For decades, computer scientists have tried to mimic these abilities and make computers sound more “natural.” Yet, despite incredible progress, artificial speech has struggled to match the qualities of the human voice.
When we first started working on WaveNet, most text-to-speech systems relied on “concatenative synthesis” — a pain-staking process of cutting voice recordings into phonetic sounds and recombining them to form new words and sentences.
The resulting voices often sound mechanical, and making changes requires entirely new recordings — an expensive and time-consuming process.
WaveNet addresses these limitations, offering a technology that finally allows people to interact more naturally with the products they use.
They can be trained on images, videos, or sounds and, once trained, should be able to create new, realistic examples based on what they have learned.
For example, if we train a generative model on a dataset of landscape drawings, it should learn to create entirely novel images of landscapes not seen in the dataset.
The more accurate the results, the more it suggests the model has learned the underlying structure of the dataset, rather than just simply memorising examples.

# [Requirement]
From the WaveNet text, list the four descriptive words applied to concatenative synthesis, to the voices it produces, or to the process of changing those voices. The entries that come next stand apart from the WaveNet text.

# [Dataset content]

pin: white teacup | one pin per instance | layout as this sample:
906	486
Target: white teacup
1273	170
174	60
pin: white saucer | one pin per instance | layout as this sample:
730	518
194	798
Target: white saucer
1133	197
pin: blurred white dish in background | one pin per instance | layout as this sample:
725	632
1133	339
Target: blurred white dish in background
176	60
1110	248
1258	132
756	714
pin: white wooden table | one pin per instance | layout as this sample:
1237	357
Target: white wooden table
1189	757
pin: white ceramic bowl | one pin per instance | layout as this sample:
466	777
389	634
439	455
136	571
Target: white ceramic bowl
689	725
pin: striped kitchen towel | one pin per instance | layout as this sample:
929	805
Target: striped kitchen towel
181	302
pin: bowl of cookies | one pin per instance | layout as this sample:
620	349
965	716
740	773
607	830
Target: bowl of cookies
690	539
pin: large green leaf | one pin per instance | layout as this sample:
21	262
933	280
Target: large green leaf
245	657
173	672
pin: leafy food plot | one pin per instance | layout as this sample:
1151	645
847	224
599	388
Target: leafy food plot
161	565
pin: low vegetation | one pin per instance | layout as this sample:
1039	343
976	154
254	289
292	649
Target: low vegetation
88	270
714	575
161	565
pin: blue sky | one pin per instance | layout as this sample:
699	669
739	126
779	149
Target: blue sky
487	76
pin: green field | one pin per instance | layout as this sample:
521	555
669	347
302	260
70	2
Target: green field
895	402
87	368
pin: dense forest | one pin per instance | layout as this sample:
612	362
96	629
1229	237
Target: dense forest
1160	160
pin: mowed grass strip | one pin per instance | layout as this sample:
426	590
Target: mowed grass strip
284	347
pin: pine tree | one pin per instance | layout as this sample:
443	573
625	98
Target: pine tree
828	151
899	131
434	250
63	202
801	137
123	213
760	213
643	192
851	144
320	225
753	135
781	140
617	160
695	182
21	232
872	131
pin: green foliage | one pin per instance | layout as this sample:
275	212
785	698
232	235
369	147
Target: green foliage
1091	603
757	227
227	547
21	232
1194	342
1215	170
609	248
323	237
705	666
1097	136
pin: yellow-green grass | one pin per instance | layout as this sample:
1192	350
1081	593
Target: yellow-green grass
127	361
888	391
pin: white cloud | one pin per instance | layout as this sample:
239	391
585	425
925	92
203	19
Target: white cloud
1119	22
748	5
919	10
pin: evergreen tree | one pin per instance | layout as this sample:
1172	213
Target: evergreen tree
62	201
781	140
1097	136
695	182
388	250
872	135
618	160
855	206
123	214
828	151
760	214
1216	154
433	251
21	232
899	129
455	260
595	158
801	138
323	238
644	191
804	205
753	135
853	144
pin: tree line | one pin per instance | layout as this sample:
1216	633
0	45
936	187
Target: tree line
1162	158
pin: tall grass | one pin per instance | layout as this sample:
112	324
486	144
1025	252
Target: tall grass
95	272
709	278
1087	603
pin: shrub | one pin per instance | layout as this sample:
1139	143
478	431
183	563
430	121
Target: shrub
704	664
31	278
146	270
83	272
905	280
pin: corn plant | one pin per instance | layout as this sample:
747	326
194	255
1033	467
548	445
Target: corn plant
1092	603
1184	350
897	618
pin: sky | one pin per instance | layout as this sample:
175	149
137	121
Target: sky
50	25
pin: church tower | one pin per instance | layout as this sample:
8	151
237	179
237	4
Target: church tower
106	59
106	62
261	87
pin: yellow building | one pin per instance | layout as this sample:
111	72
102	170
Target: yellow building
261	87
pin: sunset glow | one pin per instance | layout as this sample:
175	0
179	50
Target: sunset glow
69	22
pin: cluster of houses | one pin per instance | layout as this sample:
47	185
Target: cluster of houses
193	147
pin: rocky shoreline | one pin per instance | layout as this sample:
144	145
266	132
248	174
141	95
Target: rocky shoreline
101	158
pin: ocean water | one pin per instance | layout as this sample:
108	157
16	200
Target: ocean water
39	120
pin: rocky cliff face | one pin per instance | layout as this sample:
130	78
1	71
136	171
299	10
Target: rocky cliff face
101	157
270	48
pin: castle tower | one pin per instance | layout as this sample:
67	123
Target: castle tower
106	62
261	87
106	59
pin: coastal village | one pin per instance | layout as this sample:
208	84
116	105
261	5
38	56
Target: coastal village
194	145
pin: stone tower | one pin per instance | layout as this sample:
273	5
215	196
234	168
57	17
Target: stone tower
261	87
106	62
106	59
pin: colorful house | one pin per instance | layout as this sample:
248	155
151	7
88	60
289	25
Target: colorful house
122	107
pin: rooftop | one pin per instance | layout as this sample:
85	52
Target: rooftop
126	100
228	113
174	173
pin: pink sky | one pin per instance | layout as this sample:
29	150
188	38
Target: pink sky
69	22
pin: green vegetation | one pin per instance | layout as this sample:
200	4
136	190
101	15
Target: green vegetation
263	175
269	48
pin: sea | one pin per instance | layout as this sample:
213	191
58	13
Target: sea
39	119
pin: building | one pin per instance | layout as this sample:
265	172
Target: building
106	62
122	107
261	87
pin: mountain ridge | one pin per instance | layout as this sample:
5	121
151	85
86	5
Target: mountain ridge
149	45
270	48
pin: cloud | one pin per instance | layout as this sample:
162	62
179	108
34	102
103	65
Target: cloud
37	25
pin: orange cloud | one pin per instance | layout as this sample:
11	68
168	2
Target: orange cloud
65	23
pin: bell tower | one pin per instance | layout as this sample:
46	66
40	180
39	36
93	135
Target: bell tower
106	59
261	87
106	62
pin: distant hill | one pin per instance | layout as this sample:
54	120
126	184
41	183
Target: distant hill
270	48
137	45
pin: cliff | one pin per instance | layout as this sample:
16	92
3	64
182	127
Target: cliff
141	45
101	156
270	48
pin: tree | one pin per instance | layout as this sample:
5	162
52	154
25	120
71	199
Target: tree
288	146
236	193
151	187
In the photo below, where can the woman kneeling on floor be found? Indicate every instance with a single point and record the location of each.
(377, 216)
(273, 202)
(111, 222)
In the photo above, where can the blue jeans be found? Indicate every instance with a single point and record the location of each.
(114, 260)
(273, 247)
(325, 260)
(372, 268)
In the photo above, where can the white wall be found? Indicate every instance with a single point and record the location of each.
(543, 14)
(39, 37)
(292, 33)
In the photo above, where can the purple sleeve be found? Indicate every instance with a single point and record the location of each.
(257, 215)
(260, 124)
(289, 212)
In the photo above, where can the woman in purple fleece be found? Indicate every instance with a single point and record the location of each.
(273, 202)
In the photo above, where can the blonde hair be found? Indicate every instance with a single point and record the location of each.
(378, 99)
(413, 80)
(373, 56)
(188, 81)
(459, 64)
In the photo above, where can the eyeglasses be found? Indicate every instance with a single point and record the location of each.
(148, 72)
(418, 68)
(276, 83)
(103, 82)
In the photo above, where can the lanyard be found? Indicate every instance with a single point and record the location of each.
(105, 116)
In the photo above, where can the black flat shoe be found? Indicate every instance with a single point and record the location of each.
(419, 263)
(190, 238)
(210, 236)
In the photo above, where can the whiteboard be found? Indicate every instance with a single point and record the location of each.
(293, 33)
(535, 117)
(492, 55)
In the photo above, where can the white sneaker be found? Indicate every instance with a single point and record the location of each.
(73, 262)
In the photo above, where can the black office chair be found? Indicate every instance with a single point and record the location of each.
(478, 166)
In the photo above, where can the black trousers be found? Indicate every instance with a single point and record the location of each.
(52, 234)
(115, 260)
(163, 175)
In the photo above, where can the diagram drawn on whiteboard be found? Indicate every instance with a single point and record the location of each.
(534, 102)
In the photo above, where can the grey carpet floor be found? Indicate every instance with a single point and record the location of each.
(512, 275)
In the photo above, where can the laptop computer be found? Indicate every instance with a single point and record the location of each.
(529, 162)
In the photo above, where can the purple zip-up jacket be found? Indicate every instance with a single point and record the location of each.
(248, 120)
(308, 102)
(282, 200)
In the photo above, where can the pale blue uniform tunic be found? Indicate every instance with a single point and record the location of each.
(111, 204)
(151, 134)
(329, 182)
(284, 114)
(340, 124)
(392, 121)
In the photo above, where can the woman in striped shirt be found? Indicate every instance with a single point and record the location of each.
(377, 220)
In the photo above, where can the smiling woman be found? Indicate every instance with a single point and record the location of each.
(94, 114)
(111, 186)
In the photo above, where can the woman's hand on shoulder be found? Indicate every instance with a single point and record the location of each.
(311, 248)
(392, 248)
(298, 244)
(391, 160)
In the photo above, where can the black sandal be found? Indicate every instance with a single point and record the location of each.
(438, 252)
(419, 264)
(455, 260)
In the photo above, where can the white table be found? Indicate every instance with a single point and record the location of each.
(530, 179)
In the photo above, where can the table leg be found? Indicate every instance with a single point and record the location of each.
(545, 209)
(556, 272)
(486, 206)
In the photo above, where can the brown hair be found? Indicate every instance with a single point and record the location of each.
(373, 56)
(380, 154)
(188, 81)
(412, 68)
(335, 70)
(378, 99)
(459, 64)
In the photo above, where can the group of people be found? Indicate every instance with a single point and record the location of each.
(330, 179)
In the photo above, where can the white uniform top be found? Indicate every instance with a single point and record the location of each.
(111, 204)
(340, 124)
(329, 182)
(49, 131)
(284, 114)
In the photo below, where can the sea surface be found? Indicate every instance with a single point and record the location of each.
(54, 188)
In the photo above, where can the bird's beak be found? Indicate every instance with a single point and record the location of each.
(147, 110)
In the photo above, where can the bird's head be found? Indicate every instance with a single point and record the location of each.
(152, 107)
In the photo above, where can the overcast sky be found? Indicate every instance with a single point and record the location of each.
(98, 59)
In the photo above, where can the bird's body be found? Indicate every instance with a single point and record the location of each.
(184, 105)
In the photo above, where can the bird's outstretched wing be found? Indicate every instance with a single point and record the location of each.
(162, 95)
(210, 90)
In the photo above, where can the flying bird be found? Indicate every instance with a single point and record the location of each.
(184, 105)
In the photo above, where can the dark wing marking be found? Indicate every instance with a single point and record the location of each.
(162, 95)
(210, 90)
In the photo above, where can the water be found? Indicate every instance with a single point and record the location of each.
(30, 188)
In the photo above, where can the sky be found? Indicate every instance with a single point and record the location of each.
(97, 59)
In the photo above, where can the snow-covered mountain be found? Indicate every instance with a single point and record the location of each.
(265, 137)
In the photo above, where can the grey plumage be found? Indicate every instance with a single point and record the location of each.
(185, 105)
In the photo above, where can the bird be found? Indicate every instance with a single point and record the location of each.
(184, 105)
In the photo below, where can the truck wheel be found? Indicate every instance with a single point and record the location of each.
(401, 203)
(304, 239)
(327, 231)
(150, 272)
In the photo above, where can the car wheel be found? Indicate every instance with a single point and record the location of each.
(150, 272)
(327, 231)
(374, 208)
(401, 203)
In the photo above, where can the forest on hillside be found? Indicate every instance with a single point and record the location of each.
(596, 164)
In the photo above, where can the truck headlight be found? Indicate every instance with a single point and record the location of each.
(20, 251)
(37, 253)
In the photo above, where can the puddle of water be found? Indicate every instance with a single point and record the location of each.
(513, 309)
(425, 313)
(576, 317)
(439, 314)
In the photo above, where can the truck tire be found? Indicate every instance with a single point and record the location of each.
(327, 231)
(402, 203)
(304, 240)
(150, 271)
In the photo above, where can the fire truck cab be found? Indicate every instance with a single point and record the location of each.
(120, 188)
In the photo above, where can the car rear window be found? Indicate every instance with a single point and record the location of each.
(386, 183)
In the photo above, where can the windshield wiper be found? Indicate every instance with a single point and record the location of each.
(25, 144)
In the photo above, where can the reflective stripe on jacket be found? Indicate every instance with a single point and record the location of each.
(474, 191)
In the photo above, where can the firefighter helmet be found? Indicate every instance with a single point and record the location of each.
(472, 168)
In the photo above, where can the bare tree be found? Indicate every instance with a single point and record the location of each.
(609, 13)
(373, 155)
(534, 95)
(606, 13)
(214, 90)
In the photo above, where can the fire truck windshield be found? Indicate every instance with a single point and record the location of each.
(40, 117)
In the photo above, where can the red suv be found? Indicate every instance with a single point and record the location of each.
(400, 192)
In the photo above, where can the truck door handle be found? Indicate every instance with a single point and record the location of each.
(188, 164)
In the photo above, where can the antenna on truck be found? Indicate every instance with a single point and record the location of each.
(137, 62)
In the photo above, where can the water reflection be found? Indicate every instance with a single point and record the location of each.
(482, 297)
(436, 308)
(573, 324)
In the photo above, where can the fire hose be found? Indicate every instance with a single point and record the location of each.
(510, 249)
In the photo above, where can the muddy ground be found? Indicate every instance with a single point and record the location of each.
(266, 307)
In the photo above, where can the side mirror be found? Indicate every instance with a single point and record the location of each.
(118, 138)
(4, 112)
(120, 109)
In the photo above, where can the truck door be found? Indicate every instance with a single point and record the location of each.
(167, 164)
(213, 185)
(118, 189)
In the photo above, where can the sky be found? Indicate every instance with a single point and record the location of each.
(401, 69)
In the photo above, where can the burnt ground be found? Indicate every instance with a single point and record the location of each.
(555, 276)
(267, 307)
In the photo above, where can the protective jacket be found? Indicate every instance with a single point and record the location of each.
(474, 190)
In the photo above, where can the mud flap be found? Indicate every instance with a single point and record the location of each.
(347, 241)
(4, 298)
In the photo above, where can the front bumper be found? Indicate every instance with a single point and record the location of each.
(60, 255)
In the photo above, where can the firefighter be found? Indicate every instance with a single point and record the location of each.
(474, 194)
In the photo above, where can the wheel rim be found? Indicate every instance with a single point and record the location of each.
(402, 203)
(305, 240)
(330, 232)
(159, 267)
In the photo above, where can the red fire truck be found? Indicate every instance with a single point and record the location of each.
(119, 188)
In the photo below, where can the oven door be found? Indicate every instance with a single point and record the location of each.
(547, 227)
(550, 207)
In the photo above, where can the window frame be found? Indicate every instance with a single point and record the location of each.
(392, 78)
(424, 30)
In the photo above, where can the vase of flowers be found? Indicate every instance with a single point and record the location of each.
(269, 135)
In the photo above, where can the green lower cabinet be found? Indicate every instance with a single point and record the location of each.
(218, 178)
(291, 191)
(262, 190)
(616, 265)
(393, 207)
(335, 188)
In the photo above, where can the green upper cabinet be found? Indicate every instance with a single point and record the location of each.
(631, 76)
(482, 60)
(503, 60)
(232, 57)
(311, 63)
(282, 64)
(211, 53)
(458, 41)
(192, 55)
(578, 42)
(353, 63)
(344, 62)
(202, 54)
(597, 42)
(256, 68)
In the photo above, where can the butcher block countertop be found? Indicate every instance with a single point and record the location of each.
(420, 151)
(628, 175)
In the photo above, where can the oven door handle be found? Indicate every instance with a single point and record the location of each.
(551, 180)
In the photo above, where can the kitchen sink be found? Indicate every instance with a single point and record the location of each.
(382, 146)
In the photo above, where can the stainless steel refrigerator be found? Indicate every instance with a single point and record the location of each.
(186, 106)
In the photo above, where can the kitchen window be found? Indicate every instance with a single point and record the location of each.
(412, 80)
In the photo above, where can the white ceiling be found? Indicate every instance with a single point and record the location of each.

# [Written solution]
pain-staking, mechanical, expensive, time-consuming